• PROBLEM STATEMENT: Copy out the stretch from the line containing "Task: set one pin on each instance of the cluster" through the line containing "Target: wooded hill", both ends included, and nothing else. Scale every pin coordinate in the answers by 0.2, rounding to whole numbers with halves going up, and leave the request lines and their sample numbers unchanged.

• • •

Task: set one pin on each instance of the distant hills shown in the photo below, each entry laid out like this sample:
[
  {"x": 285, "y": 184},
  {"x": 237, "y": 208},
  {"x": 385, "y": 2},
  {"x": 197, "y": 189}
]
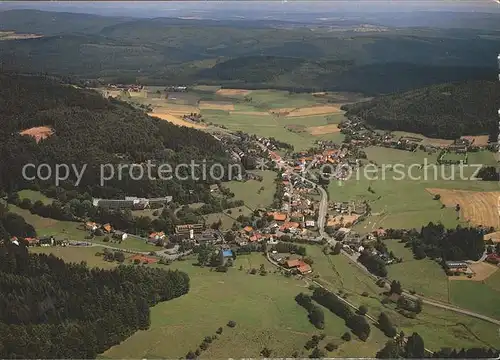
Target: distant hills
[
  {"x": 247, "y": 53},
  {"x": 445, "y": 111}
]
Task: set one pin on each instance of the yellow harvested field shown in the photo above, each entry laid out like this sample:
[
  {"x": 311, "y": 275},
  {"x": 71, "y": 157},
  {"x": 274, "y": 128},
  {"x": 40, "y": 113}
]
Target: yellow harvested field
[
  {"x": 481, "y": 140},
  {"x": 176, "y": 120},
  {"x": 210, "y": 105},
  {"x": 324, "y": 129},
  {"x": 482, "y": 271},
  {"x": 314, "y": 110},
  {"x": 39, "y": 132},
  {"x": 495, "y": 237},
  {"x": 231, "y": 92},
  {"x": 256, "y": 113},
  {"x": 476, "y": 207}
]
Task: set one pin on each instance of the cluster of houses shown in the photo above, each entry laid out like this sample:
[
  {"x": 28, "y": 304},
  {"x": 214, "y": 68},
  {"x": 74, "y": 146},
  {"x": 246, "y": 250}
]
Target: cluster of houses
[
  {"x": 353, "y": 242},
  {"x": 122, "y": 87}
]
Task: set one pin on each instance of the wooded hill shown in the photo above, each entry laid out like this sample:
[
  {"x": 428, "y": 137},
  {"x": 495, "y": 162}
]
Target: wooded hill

• • •

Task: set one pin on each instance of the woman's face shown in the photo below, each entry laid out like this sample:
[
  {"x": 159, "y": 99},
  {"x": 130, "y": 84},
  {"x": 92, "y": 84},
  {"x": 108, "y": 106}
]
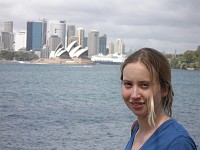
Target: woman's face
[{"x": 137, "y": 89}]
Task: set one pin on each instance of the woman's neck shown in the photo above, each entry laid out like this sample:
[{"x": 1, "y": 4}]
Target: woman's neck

• • •

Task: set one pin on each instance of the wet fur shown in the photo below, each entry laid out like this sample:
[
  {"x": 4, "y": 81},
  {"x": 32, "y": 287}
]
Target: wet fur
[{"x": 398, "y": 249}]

• • •

• TASK RESPONSE:
Task: set one pin on each instance of the cluster of houses shown in the photo above, each entry laid out like this sample:
[
  {"x": 28, "y": 304},
  {"x": 214, "y": 68},
  {"x": 74, "y": 146},
  {"x": 246, "y": 250}
]
Target: cluster of houses
[
  {"x": 71, "y": 48},
  {"x": 24, "y": 17}
]
Task: set one pin on each instance of the wooded hill shown in the photo above, each entry laid out like this sample:
[
  {"x": 428, "y": 137},
  {"x": 495, "y": 162}
]
Target: wooded hill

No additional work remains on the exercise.